* begin Selected passage *

The three women who shaped a novel

by
Katharine Weber
June 28, 2006

In 1979, a filmmaker named Laurel Vlock started the Holocaust Survivors Film Project, a small project that eventually evolved into the Fortunoff Video Archive for Holocaust Testimonies—4,300 videotaped interviews with witnesses and survivors of the Holocaust, housed in Yale’s Sterling Library. (Steven Spielberg’s similar Shoah Foundation was founded much more recently, in 1994, after he made Schindler’s List.) Laurel was a friend of mine, and in early 1981 she invited me to see some of the first videotapes she produced. I was stunned by the stark simplicity and power of those testimonies. I was young, pregnant with my first child, and had been assisting my husband, the director of the Albers Foundation, in cataloguing the estate of the painter Josef Albers. I had yet to find my path as a writer, let alone write my first novel. The narrative power of those tapes gripped me. This is what happened, the survivors would say, and then simply, haltingly, directly, they would tell their stories as many of them had never told their stories before—completely.

Both the interviewers and the survivors would lapse into silence for long periods, and the tapes are filled with the uncomfortable and laden silences those of us who have experienced a classical psychoanalysis know so well. (Many of the interviewers were in fact psychoanalysts from the New Haven community.) Often the survivors wept with relief as they told their stories, once they got past the usual sort of summary and were invited to contemplate what they had experienced. Others seemed less moved by their own testimonies. They spoke without hesitation, rarely pausing to grope for the right phrases: This was clearly a story they had told over and over in just these words. Some were ashamed by the choices they had made, by the things they had done to survive. Others revealed acts of cruelty or violence in understated tones that startled and intrigued me. Did they really lack a sense of guilt? Did they simply regard their actions as inevitable and beyond remorse or regret? It seemed possible. My first novel, which would be published almost fifteen years later, would feature an Auschwitz survivor who feels entitled to whatever he desires, and says of himself, “I do not believe in guilt.”

Eyewitness accounts give us texture and nuance and the possibility for greater understanding. They make history human, and personal. The most extreme experiences especially require that we listen to those who bear witness. In early 2001, when I was writing my third novel, the death of Rose Freedman, the last living survivor of the 1911 Triangle Waist company fire, caught my attention. In the days following her demise, I heard her voice on the radio several times and, in her obituaries, I read quotes from the many interviews she had given over her impossibly long life. She had been famous for 90 years for surviving that fire, and she had told her story over and over through the decades. I found my writing energies being diverted by the idea of a novel that would take up the Triangle fire, which had long intrigued me because of the way it felt like part of my personal family history.

* end Selected passage *

_Exercise task 1_.
Which lines in the listing below contain the word "hillside"? Pick out each of those lines and copy it in full.

* begin Available data *

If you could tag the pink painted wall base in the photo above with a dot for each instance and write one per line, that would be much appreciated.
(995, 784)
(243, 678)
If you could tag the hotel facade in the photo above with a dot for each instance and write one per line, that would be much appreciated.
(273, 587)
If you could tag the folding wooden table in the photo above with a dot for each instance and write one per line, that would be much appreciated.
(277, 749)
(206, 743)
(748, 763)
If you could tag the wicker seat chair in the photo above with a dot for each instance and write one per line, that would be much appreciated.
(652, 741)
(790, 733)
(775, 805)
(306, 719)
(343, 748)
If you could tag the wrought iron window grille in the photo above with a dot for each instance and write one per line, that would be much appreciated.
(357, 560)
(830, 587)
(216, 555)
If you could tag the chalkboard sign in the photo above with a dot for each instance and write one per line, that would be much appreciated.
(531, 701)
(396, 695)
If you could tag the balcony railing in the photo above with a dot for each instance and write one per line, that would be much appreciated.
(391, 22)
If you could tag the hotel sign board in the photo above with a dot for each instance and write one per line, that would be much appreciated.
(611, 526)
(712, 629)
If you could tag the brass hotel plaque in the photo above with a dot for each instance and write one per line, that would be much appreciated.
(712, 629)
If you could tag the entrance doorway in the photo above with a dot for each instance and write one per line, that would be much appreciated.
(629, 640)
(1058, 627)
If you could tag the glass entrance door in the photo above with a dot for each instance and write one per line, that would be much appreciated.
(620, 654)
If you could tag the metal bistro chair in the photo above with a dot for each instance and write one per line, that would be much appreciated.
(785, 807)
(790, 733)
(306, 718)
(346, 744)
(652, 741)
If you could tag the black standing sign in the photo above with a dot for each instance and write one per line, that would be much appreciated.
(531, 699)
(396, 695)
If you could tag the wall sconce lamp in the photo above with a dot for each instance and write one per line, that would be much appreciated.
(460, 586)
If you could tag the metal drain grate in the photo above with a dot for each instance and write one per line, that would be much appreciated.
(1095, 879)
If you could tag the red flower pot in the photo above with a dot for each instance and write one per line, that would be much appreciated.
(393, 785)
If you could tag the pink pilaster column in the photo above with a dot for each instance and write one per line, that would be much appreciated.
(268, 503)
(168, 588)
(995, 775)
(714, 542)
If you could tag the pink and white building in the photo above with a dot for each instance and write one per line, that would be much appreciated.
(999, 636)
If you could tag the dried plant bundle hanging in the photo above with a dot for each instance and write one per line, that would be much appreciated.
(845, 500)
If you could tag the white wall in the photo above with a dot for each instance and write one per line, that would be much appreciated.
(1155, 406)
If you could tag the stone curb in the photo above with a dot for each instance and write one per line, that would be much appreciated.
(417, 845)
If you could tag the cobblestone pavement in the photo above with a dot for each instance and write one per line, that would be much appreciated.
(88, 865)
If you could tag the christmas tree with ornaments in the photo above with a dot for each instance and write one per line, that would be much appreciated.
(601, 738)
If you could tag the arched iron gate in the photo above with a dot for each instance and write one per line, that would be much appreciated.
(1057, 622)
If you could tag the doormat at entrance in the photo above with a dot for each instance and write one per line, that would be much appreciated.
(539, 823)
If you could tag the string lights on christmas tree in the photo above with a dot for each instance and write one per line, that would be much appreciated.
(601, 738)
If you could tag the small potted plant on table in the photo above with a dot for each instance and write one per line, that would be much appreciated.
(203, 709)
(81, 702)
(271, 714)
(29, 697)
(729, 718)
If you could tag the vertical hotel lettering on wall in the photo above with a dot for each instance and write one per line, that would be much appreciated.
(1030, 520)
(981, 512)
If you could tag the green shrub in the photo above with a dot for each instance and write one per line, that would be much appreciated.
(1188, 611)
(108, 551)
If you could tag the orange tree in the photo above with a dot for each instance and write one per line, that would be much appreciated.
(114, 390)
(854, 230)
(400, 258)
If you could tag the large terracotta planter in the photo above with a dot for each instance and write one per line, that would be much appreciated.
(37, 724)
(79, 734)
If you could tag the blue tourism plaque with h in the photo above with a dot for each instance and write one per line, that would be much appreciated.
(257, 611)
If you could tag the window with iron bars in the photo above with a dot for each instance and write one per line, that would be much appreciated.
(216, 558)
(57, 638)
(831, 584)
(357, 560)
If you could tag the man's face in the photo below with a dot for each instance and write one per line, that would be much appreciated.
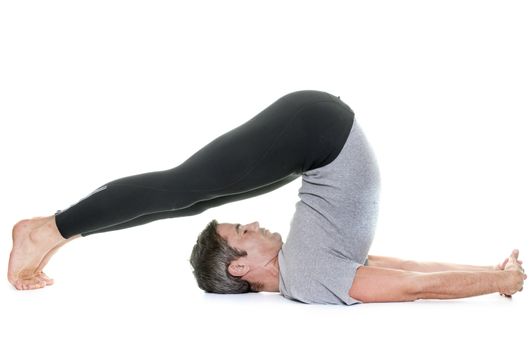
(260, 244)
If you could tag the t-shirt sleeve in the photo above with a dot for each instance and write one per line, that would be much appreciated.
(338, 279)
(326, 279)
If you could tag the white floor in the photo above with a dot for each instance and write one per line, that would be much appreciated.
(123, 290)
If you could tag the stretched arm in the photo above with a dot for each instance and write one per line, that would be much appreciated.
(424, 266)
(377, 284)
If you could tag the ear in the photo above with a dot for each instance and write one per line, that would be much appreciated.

* end Available data *
* begin Available data *

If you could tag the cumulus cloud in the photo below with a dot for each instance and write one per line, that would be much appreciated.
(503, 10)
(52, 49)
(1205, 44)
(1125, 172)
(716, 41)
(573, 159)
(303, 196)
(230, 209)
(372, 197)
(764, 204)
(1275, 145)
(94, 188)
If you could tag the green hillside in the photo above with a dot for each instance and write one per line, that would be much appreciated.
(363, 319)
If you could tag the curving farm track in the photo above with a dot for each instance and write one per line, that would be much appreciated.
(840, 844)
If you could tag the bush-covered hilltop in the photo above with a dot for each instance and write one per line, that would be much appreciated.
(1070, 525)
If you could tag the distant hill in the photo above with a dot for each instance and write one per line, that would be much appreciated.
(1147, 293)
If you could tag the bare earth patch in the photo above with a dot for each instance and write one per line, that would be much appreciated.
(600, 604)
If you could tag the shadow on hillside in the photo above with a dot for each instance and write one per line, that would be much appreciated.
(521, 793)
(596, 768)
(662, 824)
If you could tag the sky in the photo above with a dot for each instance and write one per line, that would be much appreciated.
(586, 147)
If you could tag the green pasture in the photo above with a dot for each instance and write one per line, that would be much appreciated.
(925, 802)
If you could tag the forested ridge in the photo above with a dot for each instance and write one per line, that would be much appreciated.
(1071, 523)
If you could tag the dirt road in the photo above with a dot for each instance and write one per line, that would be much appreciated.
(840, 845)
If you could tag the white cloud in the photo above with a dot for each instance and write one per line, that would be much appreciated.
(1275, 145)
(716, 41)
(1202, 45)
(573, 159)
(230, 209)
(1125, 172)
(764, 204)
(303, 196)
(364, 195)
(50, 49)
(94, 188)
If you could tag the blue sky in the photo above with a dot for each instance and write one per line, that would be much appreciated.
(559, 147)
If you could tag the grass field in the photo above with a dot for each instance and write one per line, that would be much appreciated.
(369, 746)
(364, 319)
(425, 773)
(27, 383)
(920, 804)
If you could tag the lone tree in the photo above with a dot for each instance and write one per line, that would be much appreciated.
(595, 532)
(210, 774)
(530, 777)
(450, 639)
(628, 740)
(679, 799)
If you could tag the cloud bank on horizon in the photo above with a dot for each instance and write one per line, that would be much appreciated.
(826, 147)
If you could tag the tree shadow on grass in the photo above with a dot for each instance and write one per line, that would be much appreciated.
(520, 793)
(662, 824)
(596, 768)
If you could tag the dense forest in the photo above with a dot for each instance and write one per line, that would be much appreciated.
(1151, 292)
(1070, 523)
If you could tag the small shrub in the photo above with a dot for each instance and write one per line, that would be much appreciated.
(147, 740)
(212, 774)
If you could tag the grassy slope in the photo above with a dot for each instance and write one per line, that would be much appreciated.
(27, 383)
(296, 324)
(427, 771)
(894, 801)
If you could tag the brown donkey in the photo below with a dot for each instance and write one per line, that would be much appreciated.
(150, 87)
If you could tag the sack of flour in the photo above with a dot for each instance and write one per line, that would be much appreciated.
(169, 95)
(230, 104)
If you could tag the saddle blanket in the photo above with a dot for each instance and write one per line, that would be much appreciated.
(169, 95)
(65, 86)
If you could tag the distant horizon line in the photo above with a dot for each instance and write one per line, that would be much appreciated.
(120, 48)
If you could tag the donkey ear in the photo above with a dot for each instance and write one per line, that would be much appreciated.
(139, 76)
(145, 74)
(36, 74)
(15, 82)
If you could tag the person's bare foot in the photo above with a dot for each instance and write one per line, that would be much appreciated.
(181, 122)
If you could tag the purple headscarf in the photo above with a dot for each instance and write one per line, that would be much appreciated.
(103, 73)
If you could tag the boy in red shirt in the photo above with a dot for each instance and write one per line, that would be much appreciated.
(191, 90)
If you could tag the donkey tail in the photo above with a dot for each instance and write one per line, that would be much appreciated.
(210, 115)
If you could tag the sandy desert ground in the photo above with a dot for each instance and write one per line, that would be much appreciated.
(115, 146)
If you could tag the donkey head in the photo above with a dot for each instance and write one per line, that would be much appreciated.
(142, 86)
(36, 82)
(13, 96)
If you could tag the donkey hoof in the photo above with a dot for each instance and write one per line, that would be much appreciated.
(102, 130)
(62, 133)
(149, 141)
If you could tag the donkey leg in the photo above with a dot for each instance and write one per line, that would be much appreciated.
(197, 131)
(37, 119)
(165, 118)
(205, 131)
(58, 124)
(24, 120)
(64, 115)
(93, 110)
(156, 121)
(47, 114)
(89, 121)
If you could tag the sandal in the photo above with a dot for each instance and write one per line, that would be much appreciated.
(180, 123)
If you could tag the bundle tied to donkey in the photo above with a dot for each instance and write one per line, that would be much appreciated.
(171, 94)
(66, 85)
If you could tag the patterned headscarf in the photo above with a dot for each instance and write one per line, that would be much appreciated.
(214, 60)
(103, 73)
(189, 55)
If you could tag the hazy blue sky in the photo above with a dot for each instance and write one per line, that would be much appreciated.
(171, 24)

* end Available data *
* begin Available data *

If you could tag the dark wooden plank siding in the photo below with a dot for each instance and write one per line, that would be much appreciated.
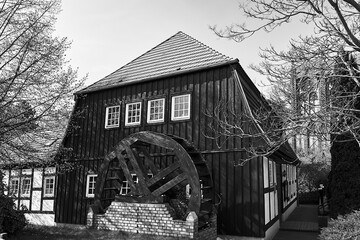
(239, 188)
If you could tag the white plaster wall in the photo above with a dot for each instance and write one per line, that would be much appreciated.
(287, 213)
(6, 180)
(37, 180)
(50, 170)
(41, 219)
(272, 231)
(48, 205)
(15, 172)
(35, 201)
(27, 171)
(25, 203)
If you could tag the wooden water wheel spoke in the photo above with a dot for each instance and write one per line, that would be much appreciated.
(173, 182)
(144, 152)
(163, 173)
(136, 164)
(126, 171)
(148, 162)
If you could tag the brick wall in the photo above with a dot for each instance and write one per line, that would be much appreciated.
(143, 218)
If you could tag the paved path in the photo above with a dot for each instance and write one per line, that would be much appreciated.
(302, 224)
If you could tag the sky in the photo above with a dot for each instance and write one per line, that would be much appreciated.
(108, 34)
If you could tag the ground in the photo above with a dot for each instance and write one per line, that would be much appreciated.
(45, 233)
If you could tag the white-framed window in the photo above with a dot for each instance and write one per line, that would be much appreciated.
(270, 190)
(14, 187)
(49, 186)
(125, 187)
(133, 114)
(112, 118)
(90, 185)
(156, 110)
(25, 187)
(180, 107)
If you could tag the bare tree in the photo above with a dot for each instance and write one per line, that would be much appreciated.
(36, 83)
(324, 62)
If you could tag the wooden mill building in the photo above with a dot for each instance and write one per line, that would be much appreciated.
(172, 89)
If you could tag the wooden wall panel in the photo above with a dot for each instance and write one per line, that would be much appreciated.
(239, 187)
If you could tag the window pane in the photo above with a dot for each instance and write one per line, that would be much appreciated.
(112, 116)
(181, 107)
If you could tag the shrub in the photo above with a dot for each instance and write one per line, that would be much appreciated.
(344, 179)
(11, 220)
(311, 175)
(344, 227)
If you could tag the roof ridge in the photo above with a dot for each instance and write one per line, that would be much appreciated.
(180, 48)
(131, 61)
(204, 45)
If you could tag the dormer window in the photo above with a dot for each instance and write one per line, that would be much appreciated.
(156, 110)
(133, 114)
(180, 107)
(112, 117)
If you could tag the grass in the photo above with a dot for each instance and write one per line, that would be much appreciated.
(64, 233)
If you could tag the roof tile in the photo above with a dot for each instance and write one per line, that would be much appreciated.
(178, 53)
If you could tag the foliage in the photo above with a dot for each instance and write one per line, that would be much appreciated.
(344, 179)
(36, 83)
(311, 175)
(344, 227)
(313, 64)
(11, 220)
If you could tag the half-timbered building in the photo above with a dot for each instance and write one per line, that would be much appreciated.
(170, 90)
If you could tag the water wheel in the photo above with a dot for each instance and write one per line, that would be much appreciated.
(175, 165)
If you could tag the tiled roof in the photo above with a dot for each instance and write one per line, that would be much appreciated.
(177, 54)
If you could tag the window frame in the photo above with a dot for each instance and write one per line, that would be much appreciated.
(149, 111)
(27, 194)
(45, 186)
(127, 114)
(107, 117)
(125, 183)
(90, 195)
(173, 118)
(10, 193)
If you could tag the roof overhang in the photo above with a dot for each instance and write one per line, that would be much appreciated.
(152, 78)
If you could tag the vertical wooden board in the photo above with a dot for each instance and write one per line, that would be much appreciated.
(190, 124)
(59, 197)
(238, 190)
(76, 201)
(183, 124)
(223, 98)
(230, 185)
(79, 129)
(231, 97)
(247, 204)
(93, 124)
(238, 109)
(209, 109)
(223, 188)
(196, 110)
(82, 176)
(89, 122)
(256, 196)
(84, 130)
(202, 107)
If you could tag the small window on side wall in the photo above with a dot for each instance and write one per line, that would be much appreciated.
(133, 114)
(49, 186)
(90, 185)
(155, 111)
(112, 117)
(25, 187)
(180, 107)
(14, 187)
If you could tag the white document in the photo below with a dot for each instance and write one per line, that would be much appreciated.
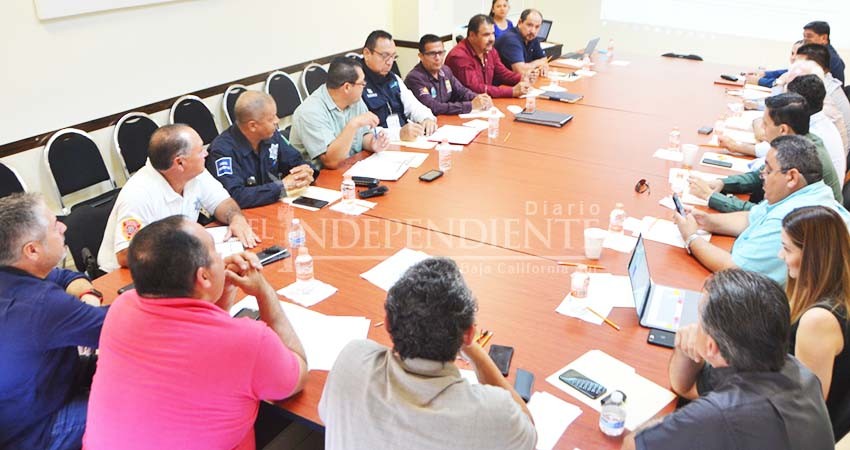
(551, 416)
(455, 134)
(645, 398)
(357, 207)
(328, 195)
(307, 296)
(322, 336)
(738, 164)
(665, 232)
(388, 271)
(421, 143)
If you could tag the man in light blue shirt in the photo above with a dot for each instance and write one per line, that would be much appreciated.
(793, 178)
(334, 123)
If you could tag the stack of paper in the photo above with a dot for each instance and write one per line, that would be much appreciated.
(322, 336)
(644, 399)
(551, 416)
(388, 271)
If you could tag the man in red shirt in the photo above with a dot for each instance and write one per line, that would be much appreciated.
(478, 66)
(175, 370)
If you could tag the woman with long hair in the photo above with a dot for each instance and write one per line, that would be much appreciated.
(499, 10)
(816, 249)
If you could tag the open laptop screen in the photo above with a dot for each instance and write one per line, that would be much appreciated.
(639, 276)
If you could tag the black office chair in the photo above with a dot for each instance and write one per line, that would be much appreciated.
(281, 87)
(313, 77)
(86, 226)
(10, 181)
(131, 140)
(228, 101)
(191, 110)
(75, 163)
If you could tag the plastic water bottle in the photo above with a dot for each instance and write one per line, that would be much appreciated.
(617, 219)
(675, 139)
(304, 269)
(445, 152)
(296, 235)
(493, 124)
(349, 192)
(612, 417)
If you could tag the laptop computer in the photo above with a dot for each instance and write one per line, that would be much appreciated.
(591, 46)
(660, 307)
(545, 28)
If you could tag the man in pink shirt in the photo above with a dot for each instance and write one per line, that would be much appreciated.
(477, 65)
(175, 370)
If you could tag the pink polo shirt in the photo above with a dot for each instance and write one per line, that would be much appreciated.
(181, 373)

* end Available data *

_Exercise task 2_.
Extract the passage of the essay above about the three women who shaped a novel, from "Eyewitness accounts give" to "personal family history.", word for word.

_Final result 1_.
If you could tag the green hillside in the photo above with a dot for each instance and write one per line, that would be much appreciated.
If you could tag the shadow on hillside in the photo above with a dot for each instance and write one per line, that would be much appreciated.

_Final result 2_.
Eyewitness accounts give us texture and nuance and the possibility for greater understanding. They make history human, and personal. The most extreme experiences especially require that we listen to those who bear witness. In early 2001, when I was writing my third novel, the death of Rose Freedman, the last living survivor of the 1911 Triangle Waist company fire, caught my attention. In the days following her demise, I heard her voice on the radio several times and, in her obituaries, I read quotes from the many interviews she had given over her impossibly long life. She had been famous for 90 years for surviving that fire, and she had told her story over and over through the decades. I found my writing energies being diverted by the idea of a novel that would take up the Triangle fire, which had long intrigued me because of the way it felt like part of my personal family history.